Please list every line in the items below that contains the word "white"; case counts.

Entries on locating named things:
>> START
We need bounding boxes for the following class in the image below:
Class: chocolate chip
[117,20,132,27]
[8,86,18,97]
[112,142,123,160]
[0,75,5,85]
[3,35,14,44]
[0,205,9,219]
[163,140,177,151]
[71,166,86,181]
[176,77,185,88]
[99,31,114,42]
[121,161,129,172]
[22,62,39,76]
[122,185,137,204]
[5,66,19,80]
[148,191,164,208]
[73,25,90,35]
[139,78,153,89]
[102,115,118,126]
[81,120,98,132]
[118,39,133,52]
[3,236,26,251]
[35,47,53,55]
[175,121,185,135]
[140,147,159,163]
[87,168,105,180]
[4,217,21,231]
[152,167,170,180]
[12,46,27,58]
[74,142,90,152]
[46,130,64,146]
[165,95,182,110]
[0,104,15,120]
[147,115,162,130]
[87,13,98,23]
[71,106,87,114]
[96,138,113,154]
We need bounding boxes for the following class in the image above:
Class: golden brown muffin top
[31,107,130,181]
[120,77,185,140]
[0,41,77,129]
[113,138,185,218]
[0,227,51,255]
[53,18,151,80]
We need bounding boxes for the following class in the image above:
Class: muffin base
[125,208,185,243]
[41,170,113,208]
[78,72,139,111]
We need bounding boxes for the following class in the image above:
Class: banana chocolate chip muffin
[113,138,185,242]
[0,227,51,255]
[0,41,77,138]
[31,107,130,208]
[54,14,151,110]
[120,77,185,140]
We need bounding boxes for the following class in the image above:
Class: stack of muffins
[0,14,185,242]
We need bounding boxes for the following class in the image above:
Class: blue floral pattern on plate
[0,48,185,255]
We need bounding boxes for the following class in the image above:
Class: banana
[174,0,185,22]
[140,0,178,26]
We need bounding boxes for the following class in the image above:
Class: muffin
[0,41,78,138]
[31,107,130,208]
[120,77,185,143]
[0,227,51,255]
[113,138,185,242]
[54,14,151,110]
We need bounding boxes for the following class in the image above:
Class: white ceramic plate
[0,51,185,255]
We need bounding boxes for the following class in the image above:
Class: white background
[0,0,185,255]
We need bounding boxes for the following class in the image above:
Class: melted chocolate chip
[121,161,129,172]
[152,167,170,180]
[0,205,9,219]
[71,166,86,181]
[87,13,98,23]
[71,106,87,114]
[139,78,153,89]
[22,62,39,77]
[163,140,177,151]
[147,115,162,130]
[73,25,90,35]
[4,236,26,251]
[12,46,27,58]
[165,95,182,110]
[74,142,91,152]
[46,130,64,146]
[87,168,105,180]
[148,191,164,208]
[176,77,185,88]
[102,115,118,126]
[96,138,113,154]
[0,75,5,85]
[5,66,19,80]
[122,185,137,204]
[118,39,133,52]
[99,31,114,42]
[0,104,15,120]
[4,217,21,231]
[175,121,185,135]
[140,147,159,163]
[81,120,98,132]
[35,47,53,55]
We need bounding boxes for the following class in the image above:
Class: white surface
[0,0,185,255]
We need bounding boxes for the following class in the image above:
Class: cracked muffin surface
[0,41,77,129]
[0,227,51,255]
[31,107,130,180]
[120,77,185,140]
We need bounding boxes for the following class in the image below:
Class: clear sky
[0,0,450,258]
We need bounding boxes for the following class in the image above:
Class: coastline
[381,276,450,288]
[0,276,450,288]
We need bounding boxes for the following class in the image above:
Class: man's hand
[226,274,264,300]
>> END
Result below
Class: white ceramic plate
Class: white background
Class: white surface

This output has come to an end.